### Provided passage
There are hundreds (if not thousands) of posts on this forum that mention the Grand Canyon. It’s one of the most popular Road Trip destinations in the U.S., if not on the entire planet, and it’s well deserving of all that praise and attention. The Grand Canyon is incomprehensibly huge: 277 miles long, 18 miles wide, and as much as a mile deep, filled with buttressed palaces of angular multi-colored stone, stacked in layers upon layers that ripple off into the distance, as far as the eye can see. It’s tough to wrap your head around anything quite that big, so most of the millions of people who see it every year don’t even try. To the typical visitor, the Grand Canyon is nothing but a spectacular panorama. They stop at one or more of the viewpoints on the north or south rim, marvel at the one-of-a-kind landscape, and take their photos. Then they drive away happy, because they’ve “done” the Grand Canyon.
Would it surprise you to hear that there’s quite a bit more to this certified wonder of the world than the sliver of a slice that’s visible from Mather Point, or Desert View, or Point Imperial, or any of those arbitrary spots along the rim roads where parking is provided? No need to answer that question; we all know that it’s true. There are many intrepid souls who explore the depths of the canyon on foot, following an extensive network of trails, but let’s face it, not everyone is physically capable of such a strenuous hike. What goes down must come back up, and that slog of a climb back up is a killer!
Is there any other way to get into the heart of the Grand Canyon? Yes, indeed. The Grand Canyon is threaded along its entire length by the Colorado River. You can ride that river on a raft—but, fair warning; it’s not a leisurely float. There are more than 100 named rapids along that stretch, including some of the most thrilling whitewater in the world. If you want to see ALL of the Grand Canyon? The Colorado River will take you there, but in the process, you’re going to get really WET! (And it might just change your life!) Want to know what it’s like? Read on!
I’ve never been big on the thrill sports, at least, not personally. Ski jumping, big wave surfing, skydiving? (To name just a few). I’ll watch other people do those things, but I’ve never been tempted to so much as try any of that crazy stuff myself. Life in general is risky enough for my taste, and large jolts of adrenaline tend to give me the jitters.
A few years back, my friend Rick (yes, there’s another Rick) cornered me at work, and asked me if I’d be interested in joining a Grand Canyon River trip that he was organizing. He must have caught me in an unusual mood, because I surprised the heck out of both of us by NOT turning him down flat. Instead, I asked him, “When?”
"June of next year," was the reply. That was more than a year away! I have trouble planning ahead for the weekend, much less planning an elaborate trip a whole year ahead of time, but my friend pressed me. "If I can sign up enough people," he said, "we'll get a group rate, a terrific discount, and by planning it now, we'll be going at the absolute best time of year." He knew these things, as he explained, because this was going to be his third river trip through the Grand Canyon, and he had the inside track.
"How much?" I asked. And he told me. It was a lot, of course, but I was still intrigued.
"If you want to go," he urged, "you'll need to put up a $300 deposit before the end of this month. And the balance by March 1st of next year, 90 days in advance of our launch date."
"Let me think about it," I countered.

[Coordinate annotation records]
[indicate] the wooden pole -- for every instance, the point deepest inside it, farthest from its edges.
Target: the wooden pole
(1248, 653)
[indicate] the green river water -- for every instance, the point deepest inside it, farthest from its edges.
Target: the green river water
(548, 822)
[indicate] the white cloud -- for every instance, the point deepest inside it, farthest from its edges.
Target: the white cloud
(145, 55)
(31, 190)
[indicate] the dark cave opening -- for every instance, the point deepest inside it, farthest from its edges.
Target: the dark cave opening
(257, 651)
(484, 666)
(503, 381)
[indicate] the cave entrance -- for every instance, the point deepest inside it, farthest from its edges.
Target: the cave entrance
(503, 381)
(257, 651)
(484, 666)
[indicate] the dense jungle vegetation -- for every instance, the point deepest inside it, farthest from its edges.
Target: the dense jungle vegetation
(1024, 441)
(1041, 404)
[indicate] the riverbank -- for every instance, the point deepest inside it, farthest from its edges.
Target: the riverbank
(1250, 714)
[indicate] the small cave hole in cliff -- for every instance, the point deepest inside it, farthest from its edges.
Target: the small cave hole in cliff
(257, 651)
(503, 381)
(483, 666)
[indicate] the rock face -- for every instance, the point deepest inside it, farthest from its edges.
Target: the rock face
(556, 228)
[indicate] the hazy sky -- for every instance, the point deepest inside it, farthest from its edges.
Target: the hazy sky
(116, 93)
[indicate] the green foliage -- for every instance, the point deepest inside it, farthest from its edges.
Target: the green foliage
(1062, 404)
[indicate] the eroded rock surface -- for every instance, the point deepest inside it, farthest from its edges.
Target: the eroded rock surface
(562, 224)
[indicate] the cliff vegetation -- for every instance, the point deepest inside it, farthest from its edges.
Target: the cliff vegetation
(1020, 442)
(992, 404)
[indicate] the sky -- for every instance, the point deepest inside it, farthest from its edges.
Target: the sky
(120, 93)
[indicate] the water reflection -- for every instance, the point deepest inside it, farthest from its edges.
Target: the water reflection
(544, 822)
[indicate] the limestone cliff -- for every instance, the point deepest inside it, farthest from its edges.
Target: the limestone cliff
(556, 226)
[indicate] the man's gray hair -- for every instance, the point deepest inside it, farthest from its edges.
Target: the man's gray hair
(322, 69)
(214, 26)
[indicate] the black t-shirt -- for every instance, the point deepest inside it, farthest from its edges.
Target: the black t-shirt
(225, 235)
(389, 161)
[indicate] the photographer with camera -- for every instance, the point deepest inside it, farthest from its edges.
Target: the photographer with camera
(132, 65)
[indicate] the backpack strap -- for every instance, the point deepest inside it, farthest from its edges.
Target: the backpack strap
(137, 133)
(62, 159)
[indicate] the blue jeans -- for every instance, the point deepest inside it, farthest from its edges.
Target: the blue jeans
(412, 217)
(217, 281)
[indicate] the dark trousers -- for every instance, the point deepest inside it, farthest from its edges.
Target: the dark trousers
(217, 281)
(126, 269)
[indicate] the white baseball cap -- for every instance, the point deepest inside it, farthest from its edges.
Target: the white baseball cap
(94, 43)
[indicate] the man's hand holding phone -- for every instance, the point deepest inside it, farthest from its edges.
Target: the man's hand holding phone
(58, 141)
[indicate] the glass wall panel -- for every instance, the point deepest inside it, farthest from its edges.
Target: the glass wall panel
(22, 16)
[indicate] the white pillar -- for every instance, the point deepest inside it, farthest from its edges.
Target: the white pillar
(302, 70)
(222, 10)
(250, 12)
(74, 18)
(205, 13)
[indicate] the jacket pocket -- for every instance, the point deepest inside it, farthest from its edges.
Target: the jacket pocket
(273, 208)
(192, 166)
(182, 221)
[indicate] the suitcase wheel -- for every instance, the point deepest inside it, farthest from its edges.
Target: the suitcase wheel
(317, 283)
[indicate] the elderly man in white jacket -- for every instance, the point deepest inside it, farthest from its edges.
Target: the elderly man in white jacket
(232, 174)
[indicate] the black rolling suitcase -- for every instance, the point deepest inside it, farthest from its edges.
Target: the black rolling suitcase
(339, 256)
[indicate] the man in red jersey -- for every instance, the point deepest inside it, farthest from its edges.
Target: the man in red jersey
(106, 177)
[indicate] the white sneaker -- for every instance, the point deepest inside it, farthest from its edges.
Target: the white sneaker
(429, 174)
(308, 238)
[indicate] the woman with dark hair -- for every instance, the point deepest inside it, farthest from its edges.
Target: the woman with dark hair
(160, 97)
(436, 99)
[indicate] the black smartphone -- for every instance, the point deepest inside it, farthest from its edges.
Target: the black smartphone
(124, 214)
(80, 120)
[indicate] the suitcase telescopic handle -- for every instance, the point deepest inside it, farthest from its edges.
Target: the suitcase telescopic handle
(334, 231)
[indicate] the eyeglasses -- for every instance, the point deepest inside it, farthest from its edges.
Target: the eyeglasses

### What is being asked
From the Grand Canyon post above, pull out the passage that begins at "I’ve never been big" and stops after "me the jitters.", word for word.

### The result
I’ve never been big on the thrill sports, at least, not personally. Ski jumping, big wave surfing, skydiving? (To name just a few). I’ll watch other people do those things, but I’ve never been tempted to so much as try any of that crazy stuff myself. Life in general is risky enough for my taste, and large jolts of adrenaline tend to give me the jitters.